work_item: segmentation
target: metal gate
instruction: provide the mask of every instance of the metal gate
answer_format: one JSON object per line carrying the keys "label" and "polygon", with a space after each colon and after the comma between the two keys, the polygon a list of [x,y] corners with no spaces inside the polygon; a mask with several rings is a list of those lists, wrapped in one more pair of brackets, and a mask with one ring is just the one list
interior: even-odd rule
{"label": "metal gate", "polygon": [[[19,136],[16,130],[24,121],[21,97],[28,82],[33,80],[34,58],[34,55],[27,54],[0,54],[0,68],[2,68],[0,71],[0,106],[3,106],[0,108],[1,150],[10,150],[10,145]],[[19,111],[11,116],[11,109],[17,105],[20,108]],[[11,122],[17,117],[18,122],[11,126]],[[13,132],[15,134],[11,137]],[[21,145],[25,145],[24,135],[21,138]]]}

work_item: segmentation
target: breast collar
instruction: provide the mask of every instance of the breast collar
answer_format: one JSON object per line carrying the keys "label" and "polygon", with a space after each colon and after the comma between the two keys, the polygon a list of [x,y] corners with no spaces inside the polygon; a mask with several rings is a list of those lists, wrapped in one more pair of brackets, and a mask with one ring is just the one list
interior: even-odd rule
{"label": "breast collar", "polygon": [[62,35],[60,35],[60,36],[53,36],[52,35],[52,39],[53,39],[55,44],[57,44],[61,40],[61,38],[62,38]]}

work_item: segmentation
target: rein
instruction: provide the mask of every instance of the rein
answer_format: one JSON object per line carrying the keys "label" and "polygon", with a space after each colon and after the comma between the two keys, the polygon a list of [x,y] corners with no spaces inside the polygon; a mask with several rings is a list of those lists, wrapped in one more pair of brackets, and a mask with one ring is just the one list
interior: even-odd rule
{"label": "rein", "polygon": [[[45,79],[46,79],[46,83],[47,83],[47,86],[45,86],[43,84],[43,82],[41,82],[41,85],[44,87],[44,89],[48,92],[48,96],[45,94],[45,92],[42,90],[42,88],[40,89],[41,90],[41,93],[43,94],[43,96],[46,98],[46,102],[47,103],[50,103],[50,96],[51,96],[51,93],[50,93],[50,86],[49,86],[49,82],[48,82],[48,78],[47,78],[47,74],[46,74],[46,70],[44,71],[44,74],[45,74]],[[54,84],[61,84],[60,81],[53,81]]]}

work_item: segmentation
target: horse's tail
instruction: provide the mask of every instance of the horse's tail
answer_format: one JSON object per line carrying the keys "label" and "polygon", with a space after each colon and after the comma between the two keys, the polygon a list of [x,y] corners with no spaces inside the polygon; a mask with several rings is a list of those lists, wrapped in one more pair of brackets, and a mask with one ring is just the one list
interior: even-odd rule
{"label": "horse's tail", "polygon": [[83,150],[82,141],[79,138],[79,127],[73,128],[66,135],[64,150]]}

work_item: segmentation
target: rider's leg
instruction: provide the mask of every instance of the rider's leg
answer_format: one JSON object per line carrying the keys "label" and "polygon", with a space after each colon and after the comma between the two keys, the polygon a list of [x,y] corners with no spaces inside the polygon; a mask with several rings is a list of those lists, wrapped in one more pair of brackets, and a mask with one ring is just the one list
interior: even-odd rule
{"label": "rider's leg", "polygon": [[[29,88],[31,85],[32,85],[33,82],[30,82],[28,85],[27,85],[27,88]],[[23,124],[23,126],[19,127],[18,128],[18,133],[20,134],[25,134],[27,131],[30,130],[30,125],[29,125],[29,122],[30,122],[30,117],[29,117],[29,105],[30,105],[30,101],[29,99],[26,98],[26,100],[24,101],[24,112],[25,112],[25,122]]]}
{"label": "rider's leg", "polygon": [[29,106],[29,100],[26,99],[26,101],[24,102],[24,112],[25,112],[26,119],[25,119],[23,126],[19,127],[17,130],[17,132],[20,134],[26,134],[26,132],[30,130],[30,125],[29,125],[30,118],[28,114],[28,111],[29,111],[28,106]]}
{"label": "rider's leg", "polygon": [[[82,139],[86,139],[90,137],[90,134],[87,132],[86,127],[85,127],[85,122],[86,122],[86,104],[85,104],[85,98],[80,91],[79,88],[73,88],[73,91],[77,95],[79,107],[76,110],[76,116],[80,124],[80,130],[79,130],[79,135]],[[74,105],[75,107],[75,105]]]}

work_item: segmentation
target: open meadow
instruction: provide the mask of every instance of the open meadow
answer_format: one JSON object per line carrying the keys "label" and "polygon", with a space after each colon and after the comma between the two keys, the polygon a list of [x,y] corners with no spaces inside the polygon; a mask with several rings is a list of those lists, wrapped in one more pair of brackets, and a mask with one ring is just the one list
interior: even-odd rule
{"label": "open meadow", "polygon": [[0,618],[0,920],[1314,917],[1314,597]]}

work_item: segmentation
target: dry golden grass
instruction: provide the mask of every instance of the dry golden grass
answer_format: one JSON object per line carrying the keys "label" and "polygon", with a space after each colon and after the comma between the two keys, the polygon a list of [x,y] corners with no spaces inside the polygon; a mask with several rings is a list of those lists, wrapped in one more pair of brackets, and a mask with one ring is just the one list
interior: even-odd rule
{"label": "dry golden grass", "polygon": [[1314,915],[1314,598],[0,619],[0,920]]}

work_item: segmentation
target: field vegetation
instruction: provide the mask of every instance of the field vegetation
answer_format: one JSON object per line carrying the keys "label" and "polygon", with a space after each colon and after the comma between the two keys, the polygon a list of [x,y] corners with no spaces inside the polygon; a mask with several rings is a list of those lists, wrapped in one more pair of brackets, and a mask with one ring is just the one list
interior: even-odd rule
•••
## Условие задания:
Найдите в строках выше все, где встречается слово «breast», и перепишите каждую из них целиком. Регистр букв учитывается.

## Полный ответ:
target: breast collar
instruction: provide the mask of every instance of the breast collar
{"label": "breast collar", "polygon": [[62,35],[60,35],[60,36],[53,36],[52,35],[52,39],[53,39],[55,44],[57,44],[61,40],[61,38],[62,38]]}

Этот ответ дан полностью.